Excerpted passage:
_ _ _ _ _

The Conference Board Employment Trends Index™ (ETI) declined slightly in March. The index now stands at 127.65, down from 127.77 in February. However, that still represents a 5.6 percent gain in the ETI compared to a year ago.

"The growth in the Employment Trends Index slowed down in the first quarter of 2015," said Gad Levanon, Managing Director of Macroeconomic and Labor Market Research at The Conference Board. "The combination of the disappointing March employment report and the recent weakness in the ETI suggests that the likelihood of a slowdown in employment has increased. Even so, it is unlikely that job growth in the second quarter would fall much below the trend of 200,000 jobs per month."

In March, the negative contributions from Percentage of Firms with Positions Not Able to Fill Right Now, Ratio of Involuntarily Part-time to All Part-time Workers and Percentage of Respondents Who Say They Find "Jobs Hard to Get" more than offset positive contributions from the remaining five components.

_ _ _ _ _

Data section:

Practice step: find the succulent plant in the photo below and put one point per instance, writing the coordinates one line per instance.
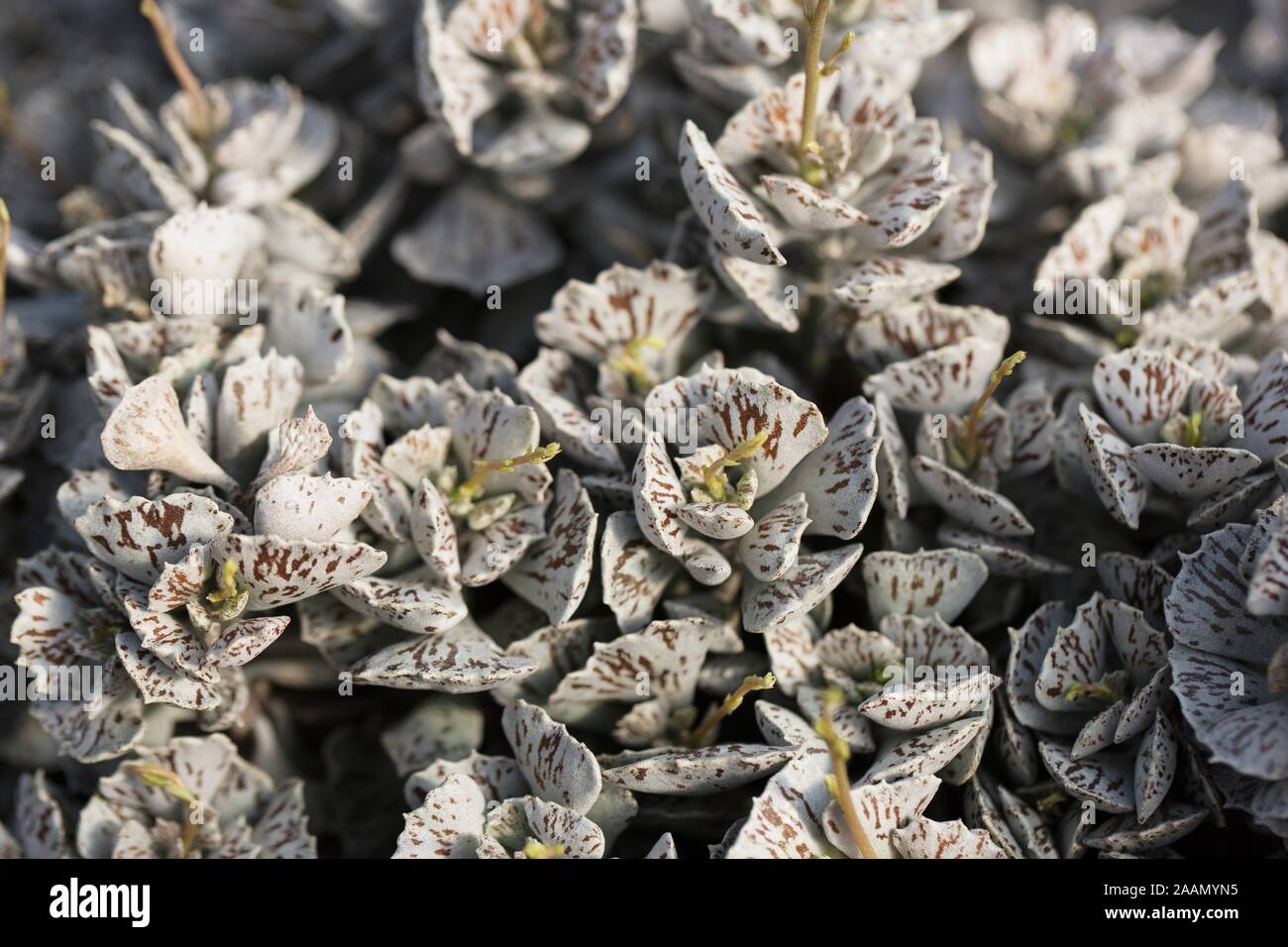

_ _ _ _ _

Task brief:
Restate the Employment Trends Index text from "In March, the" to "remaining five components.", renaming "components" to "indicators".

Worked answer:
In March, the negative contributions from Percentage of Firms with Positions Not Able to Fill Right Now, Ratio of Involuntarily Part-time to All Part-time Workers and Percentage of Respondents Who Say They Find "Jobs Hard to Get" more than offset positive contributions from the remaining five indicators.